Given exercise: Reproduce the paper on principles for designing staff incentive schemes word for word, in full.

Source document:

- - - - -

Paper

Principles for Designing Staff Incentive Schemes

Basic principles for designing staff incentive schemes, with transparency, fairness, and timeliness

This article attempts to summarize important principles for the design of monetary staff incentive schemes of microfinance institutions (MFIs). The paper:

  • Examines factors that influence the choice of staff incentive schemes, which include:
    • Technology;
    • Composition of workforce;
    • Organizational culture;
    • External environment, such as the levels of unionization, social norms, legal issues, including labor laws, and worker co-determination;
    • System of governance and strategy.
  • Presents the critical design parameters for staff incentive schemes, that include:
    • The timing of implementation;
    • Frequency of incentive payout;
    • The weight of bonus in total remuneration.
  • Provides an overview of the basic forms of incentive schemes for staff members, such as:
    • Individual incentive schemes;
    • Group-based incentive schemes;
    • Employee stock ownership plans;
    • Profit sharing and gain-sharing schemes;
    • Delayed benefits.

- - - - -

Record excerpts:
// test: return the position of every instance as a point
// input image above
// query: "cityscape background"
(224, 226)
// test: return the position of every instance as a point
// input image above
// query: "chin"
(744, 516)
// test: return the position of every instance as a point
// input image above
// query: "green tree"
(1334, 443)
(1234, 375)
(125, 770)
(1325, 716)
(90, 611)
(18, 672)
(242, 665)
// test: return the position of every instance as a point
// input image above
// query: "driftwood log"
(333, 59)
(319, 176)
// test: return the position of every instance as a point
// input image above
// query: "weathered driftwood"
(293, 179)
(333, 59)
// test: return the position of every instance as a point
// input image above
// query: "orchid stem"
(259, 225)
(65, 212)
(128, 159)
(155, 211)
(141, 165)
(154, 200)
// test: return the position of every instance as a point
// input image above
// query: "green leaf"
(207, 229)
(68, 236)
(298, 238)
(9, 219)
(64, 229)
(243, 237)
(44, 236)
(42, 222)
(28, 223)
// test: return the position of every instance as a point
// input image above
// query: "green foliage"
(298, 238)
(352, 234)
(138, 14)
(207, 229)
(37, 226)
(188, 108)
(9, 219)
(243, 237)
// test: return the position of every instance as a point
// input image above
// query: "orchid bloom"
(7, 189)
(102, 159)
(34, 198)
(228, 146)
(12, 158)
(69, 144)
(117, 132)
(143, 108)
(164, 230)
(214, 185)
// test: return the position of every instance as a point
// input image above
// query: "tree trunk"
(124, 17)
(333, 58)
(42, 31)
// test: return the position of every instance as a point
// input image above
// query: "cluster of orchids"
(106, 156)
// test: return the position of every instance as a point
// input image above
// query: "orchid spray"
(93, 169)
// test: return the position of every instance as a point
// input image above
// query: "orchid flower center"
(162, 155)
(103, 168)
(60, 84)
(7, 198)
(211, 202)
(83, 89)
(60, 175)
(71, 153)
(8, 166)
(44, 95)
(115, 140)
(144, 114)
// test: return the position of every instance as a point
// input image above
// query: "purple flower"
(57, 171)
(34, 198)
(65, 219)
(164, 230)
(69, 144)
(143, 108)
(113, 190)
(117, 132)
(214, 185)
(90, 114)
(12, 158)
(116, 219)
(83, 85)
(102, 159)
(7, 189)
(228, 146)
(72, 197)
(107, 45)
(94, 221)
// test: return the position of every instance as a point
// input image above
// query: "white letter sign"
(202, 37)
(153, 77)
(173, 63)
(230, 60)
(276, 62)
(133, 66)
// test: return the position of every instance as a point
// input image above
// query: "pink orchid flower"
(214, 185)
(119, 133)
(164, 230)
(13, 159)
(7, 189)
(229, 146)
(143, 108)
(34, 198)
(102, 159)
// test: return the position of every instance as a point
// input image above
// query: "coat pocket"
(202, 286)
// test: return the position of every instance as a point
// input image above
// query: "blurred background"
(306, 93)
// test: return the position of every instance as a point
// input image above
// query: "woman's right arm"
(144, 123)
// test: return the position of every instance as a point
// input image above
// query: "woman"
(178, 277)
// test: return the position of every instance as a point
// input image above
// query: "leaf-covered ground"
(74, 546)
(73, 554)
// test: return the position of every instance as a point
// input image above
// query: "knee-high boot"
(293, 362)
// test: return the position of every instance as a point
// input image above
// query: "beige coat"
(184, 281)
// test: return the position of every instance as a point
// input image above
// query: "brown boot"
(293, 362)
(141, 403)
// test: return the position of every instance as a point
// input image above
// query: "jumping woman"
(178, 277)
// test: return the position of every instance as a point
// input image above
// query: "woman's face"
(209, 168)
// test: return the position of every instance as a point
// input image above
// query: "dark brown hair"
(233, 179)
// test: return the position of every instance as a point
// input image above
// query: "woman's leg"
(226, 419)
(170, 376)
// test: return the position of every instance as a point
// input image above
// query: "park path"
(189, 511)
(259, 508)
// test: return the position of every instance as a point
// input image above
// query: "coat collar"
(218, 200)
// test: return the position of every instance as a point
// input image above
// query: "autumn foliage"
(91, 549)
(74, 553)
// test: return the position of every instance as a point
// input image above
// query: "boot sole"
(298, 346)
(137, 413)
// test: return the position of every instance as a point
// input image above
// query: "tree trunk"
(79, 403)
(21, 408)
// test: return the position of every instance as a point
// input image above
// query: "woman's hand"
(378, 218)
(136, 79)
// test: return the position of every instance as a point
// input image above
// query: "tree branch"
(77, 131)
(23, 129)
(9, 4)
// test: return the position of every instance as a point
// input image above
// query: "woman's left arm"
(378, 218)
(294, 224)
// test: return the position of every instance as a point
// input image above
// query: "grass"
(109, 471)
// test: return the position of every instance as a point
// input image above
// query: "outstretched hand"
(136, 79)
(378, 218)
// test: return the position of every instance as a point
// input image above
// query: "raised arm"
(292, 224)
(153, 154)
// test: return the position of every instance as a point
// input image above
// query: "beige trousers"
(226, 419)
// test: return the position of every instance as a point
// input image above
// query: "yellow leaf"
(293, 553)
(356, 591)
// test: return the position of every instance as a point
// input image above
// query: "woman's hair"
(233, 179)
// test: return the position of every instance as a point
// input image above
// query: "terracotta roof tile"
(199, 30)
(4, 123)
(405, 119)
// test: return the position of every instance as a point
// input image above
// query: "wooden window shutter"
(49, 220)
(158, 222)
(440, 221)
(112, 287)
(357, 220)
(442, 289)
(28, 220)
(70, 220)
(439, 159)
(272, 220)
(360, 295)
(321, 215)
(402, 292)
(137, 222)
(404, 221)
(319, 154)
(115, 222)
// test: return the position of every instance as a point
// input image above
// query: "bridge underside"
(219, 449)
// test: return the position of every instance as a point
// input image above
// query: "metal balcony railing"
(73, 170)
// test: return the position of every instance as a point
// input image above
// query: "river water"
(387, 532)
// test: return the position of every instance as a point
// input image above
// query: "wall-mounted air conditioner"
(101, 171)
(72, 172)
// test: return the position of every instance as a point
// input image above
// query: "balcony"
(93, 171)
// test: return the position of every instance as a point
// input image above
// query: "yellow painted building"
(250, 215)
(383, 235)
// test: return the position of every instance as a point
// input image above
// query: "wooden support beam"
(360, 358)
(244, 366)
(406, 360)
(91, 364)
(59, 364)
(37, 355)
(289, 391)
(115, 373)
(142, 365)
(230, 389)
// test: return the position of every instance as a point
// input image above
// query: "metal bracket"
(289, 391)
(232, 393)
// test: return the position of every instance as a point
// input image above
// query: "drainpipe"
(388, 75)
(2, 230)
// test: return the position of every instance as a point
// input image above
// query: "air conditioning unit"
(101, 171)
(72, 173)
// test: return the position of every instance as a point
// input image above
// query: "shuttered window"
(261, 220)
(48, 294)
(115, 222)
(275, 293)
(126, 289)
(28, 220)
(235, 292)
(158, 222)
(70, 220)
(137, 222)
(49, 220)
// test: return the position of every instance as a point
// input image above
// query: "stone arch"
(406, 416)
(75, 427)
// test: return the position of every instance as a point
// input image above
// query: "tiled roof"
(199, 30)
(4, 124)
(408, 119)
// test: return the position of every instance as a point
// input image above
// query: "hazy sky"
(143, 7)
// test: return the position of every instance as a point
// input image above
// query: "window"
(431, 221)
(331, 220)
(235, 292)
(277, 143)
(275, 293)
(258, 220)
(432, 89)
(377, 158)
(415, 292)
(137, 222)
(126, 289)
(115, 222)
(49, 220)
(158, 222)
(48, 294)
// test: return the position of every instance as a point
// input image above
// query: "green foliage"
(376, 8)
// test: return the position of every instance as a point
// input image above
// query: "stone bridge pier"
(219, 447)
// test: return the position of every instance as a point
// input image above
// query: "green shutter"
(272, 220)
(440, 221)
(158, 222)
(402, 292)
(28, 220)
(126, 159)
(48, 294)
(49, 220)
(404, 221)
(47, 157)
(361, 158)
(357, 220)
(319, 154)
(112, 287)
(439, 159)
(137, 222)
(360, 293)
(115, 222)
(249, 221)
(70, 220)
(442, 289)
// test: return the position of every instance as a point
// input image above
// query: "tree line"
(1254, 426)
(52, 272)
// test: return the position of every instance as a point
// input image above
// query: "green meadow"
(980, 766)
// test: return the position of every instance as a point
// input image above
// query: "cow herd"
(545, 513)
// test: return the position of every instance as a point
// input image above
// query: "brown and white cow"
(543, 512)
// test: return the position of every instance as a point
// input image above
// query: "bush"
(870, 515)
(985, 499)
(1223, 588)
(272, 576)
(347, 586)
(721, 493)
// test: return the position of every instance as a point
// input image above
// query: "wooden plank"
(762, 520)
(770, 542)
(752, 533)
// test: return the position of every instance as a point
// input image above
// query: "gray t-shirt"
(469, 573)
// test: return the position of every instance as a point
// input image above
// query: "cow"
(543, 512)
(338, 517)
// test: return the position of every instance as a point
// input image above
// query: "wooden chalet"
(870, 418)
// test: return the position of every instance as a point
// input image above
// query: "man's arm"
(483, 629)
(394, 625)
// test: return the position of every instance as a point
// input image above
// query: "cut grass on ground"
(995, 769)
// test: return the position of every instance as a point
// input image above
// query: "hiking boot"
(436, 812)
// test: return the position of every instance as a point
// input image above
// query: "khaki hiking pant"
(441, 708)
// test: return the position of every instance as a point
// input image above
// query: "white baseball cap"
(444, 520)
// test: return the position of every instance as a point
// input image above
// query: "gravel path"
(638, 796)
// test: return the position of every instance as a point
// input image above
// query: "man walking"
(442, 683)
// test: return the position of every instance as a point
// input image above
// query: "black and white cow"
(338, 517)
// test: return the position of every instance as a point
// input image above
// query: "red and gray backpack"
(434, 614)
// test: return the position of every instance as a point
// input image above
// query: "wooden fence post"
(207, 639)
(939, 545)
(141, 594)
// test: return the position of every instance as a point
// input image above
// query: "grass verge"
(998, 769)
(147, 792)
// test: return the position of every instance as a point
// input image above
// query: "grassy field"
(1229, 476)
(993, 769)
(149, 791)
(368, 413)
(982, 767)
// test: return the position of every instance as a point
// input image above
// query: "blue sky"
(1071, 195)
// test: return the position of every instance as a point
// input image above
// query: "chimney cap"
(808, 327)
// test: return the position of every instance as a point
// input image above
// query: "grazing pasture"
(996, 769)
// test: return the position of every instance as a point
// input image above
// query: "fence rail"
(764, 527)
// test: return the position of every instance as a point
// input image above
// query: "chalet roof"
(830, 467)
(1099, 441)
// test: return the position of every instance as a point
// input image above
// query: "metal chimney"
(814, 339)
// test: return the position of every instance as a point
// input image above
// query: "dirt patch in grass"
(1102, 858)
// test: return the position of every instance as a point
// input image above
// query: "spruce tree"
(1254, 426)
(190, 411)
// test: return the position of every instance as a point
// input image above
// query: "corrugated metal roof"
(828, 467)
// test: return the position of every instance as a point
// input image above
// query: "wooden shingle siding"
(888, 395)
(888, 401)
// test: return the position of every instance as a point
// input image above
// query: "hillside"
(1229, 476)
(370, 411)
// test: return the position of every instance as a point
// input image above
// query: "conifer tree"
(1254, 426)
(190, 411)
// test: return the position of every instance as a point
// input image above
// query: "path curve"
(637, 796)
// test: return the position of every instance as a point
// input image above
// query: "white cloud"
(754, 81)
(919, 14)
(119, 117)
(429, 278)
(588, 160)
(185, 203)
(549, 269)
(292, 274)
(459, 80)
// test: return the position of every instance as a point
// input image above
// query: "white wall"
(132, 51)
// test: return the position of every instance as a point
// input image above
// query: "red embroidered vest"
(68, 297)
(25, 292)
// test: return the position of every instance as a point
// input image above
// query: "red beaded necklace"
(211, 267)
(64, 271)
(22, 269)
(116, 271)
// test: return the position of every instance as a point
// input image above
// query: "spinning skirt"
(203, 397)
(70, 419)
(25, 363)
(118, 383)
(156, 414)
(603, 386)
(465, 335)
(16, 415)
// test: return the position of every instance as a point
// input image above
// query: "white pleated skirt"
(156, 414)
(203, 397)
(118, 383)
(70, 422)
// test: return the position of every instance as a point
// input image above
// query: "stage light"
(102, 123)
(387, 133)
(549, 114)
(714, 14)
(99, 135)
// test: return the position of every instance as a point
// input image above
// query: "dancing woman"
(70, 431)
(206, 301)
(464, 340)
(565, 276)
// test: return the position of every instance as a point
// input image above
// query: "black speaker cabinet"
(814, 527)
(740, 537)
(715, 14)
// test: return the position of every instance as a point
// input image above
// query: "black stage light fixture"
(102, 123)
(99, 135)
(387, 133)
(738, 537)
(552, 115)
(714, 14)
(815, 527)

- - - - -

Final result:
Paper

Principles for Designing Staff Incentive Schemes

Basic principles for designing staff incentive schemes, with transparency, fairness, and timeliness

This article attempts to summarize important principles for the design of monetary staff incentive schemes of microfinance institutions (MFIs). The paper:

  • Examines factors that influence the choice of staff incentive schemes, which include:
    • Technology;
    • Composition of workforce;
    • Organizational culture;
    • External environment, such as the levels of unionization, social norms, legal issues, including labor laws, and worker co-determination;
    • System of governance and strategy.
  • Presents the critical design parameters for staff incentive schemes, that include:
    • The timing of implementation;
    • Frequency of incentive payout;
    • The weight of bonus in total remuneration.
  • Provides an overview of the basic forms of incentive schemes for staff members, such as:
    • Individual incentive schemes;
    • Group-based incentive schemes;
    • Employee stock ownership plans;
    • Profit sharing and gain-sharing schemes;
    • Delayed benefits.